Testo mostrato:
==============================

A oltre quindici anni dalla fine delle relazioni con Mosca e i paesi dell’Est, L’Avana ha saputo resistere con orgoglio alla normalizzazione della sua esperienza ma resta priva di una strategia per fronteggiare il mutato contesto internazionale e per rimodellare la propria economia. A Cuba ogni volta che si agisce per aprire le maglie dello statalismo alla maggiore dinamicità di mercato e all’autogestione di settori economici, si rischia di perdere il controllo sociale. Ogni volta che si chiudono gli spazi all’economia mista, gli effetti sono di delusione delle aspettative e di rassegnazione sociale. Il risultato finale è che L’Avana resta prigioniera del suo modello politico.

La questione di fondo è che Cuba non ha aperto una riflessione adeguata sulle cause della sconfitta del “socialismo reale”. In molte analisi e negli stessi discorsi di Castro la parola più usata per descrivere quanto è accaduto dal 1989 in poi è “derumbe” (“crollo”), come si trattasse di un palazzo che si è piegato d’improvviso su se stesso. Non aver messo a tema un’analisi dell’esperienza delle società dell’Est europeo legate a Mosca ha finito per non produrre le correzioni e gli anticorpi necessari per intraprendere un’altra via economica e politica.

==============================

Estratti dei record:

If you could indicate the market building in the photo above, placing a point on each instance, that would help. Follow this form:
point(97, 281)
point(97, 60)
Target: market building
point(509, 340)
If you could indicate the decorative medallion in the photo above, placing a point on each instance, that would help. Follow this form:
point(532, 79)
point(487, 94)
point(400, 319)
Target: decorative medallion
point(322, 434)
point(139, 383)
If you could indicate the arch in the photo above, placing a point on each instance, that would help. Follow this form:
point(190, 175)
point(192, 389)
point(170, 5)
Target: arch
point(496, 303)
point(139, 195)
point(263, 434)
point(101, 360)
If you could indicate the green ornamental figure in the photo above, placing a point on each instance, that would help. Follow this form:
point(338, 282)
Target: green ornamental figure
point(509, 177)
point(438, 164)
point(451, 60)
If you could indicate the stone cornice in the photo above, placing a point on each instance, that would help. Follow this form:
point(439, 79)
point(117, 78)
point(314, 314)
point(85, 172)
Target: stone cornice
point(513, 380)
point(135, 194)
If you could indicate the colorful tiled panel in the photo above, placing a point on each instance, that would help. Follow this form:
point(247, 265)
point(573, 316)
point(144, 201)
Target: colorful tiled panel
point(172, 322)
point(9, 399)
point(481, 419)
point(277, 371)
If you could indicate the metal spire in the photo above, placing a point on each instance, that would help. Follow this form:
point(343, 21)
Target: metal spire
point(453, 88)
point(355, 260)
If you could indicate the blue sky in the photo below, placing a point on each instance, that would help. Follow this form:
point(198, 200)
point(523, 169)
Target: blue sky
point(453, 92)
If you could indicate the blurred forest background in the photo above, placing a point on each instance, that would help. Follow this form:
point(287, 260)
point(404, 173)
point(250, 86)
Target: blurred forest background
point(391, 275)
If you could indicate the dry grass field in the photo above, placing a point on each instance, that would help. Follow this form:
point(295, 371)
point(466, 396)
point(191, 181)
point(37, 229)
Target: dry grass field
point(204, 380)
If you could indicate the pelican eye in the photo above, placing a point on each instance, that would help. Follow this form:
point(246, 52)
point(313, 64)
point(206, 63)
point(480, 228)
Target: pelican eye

==============================

Prosegui il testo su Cuba e il crollo del socialismo reale a partire dal punto in cui si interrompe.

Risposta:
Al vecchio egualitarismo si è andato sostituendo uno statalismo che assicura a prezzi politici sanità, istruzione e diritti sociali ma non riesce a pervadere come prima tutta la vita economica e sociale.

Sono inoltre visibili le inevitabili lacerazioni prodotte dal turismo (corruzione, prostituzione, malavita). E tra le tante contraddizioni c’è quella della “sofferenza” di medici, ingegneri, ricercatori, architetti, insegnanti, intellettuali in genere, che alla fine del mese guadagnano meno di un cameriere che ha a disposizione le mance dei turisti. Si tratta di figure sociali che costituiscono il giusto vanto della rivoluzione, ma anche quelle che hanno fatto i maggiori sacrifici nel corso delle trasformazioni economiche degli ultimi anni.

Alcune inchieste sociologiche, infine, rivelano come i cubani che negli ultimi anni hanno deciso di vivere all’estero appartengono soprattutto ai settori sociali più professionalizzati. Tutto ciò costituisce un enorme problema politico per L’Avana, la cui economia vede al primo posto il turismo e al secondo le rimesse degli emigrati.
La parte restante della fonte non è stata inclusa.